INSTRUCTION: Locate the line that contains "plant in the photo above.". Print it and every subsequent line through the final line of the records, exactly and only those.

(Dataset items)
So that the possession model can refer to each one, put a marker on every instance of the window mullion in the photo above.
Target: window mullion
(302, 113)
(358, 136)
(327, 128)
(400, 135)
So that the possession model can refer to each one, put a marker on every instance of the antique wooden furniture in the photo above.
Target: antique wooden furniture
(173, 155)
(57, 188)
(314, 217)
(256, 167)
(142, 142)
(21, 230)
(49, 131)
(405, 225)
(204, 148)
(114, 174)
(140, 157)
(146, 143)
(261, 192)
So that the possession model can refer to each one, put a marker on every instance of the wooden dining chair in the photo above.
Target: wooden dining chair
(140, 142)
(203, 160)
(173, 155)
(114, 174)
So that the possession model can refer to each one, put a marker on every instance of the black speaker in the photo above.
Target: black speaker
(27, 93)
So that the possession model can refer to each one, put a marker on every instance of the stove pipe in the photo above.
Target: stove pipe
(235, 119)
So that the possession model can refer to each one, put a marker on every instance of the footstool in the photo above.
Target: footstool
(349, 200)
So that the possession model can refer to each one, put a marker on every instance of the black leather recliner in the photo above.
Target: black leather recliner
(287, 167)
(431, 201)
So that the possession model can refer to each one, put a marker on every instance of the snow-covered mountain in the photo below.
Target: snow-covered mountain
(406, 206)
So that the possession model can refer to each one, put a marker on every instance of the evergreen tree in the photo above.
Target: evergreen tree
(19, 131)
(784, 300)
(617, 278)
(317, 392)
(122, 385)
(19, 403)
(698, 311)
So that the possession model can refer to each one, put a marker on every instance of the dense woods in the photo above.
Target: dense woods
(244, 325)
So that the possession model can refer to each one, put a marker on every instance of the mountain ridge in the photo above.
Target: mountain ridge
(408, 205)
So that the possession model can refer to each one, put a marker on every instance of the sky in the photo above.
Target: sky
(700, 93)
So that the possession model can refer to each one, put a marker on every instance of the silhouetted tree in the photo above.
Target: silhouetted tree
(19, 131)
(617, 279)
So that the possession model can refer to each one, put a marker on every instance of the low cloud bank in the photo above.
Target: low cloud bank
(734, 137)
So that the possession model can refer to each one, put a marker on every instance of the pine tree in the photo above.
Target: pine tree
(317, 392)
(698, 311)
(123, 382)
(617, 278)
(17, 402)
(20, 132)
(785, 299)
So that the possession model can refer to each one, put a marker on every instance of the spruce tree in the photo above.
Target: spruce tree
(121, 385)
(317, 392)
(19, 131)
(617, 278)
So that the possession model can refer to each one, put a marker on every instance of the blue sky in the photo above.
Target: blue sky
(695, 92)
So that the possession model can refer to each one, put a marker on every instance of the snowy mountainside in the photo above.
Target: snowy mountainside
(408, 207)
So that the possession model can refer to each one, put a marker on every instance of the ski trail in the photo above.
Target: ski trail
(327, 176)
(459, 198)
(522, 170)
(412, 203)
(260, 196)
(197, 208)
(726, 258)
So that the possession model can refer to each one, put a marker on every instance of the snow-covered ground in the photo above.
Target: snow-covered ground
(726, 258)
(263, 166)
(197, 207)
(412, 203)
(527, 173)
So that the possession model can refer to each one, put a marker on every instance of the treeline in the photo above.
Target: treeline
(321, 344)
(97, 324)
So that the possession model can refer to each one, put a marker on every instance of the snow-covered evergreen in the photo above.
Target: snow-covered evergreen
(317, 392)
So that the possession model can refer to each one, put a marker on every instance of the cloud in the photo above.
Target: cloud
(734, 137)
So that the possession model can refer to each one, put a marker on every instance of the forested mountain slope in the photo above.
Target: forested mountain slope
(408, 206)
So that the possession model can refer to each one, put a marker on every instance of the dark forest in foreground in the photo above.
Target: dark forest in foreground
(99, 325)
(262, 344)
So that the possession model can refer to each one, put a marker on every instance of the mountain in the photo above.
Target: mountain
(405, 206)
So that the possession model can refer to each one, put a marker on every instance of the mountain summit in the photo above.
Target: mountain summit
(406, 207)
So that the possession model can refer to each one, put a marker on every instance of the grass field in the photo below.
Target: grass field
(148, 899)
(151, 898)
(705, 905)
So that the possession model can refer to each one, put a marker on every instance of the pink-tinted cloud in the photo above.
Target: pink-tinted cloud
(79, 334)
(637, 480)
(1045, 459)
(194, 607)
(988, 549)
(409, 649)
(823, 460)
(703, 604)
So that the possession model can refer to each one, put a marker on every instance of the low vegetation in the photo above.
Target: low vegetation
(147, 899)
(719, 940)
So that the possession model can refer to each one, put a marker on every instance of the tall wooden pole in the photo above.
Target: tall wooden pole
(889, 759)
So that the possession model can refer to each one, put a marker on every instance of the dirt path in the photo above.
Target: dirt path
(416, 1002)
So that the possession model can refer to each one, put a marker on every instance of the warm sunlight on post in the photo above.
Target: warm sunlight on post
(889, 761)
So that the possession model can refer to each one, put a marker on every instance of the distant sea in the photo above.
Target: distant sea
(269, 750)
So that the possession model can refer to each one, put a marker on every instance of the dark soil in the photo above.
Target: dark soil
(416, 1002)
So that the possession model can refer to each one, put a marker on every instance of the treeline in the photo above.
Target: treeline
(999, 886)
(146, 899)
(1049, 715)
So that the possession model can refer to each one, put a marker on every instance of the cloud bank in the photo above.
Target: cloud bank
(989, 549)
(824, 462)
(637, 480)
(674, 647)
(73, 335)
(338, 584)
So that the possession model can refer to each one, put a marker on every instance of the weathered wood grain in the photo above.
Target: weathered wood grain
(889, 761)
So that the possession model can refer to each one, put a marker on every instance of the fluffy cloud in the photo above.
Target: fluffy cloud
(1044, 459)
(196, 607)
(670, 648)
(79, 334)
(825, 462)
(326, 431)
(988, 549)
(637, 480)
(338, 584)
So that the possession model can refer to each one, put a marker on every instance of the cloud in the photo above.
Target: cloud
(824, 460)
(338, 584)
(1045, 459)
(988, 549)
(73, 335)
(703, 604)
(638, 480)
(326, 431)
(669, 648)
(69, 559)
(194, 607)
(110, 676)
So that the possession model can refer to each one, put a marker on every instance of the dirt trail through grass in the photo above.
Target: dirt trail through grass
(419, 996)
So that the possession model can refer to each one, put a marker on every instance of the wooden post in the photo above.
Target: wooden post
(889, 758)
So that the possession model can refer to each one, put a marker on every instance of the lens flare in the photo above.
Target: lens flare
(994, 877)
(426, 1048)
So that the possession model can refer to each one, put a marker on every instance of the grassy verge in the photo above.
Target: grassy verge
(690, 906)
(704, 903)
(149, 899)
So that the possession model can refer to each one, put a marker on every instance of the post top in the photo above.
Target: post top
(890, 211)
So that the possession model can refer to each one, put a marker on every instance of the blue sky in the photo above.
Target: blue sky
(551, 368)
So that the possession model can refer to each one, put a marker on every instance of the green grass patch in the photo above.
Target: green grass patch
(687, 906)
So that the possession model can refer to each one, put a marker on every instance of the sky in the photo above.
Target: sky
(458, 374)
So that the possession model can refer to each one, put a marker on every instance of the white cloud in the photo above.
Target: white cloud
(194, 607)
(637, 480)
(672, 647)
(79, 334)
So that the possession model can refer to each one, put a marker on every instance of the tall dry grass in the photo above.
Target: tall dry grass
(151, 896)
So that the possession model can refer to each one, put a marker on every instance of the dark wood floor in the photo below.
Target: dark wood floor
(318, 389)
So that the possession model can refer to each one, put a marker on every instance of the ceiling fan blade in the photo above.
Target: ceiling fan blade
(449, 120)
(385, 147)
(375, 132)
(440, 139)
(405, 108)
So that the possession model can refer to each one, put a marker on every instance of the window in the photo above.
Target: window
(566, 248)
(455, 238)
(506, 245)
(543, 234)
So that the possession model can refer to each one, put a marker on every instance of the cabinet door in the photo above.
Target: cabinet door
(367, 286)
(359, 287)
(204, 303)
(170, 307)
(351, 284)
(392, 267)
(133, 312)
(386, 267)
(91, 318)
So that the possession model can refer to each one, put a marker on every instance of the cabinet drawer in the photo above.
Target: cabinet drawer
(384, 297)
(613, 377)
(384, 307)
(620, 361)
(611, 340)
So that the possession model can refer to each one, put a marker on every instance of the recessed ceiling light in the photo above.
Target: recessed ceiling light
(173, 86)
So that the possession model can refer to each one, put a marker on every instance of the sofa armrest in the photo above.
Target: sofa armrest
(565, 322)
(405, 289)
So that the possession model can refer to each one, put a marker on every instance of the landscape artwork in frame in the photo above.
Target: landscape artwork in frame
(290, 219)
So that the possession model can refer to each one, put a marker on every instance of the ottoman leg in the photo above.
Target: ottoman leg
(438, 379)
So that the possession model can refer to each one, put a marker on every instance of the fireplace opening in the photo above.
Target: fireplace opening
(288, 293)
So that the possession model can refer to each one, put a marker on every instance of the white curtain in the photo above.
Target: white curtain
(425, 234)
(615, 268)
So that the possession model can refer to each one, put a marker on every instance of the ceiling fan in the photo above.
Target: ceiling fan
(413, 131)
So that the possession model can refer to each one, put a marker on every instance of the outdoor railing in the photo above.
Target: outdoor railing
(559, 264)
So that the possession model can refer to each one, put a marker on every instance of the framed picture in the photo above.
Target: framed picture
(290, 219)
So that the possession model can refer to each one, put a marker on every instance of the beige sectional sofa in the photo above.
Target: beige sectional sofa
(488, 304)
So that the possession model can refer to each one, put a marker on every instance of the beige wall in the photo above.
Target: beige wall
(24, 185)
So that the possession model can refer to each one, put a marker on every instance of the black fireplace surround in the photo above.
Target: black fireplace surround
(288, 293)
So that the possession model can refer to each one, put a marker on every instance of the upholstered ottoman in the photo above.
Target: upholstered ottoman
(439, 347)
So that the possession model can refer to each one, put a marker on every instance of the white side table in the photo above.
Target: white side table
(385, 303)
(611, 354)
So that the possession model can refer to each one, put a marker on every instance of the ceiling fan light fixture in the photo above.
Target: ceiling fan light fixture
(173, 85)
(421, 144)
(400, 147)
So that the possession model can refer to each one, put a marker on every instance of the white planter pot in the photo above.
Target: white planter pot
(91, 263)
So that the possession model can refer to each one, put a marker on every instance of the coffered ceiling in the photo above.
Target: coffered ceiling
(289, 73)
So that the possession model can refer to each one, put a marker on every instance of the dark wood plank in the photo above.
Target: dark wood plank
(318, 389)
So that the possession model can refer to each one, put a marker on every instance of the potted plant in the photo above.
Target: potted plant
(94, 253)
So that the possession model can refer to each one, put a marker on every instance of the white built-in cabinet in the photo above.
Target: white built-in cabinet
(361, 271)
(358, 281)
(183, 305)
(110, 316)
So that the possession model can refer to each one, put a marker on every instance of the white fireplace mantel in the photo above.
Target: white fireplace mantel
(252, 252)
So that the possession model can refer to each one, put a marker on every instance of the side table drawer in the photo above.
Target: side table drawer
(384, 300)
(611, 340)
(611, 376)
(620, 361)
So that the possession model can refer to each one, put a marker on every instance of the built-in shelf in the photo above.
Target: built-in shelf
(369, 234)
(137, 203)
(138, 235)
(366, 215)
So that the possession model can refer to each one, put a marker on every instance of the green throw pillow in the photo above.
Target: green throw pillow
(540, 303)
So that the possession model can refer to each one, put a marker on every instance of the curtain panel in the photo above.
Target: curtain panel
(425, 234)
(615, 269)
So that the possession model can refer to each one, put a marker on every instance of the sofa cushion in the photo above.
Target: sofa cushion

FINISHED TASK:
So that the possession model can refer to each one, put a marker on every instance of the potted plant in the photo above.
Target: potted plant
(94, 253)
So that the possession model can refer to each one, put a marker on every instance of the white built-in cabinet in the photo above.
Target: white built-in cabinet
(361, 271)
(358, 281)
(183, 305)
(110, 316)
So that the possession model can refer to each one, put a marker on every instance of the white fireplace mantel in the photo above.
Target: white fireplace mantel
(252, 252)
So that the possession model can refer to each one, put a marker on every instance of the side table drawer in the photo above.
Target: side table drawer
(384, 300)
(611, 340)
(611, 376)
(620, 361)
So that the possession model can refer to each one, put a marker on every instance of the built-in shelf in the photo above.
Target: built-in shelf
(369, 234)
(137, 203)
(138, 235)
(366, 215)
So that the possession model can refer to each one, put a marker on every instance of the green throw pillow in the photo above.
Target: green throw pillow
(540, 303)
So that the possession model can refer to each one, put a marker on every instance of the curtain panel in the photo above.
Target: curtain panel
(425, 234)
(615, 269)
So that the possession model can refer to each one, put a marker on every instance of the sofa cushion in the photo above.
Target: sofa cushion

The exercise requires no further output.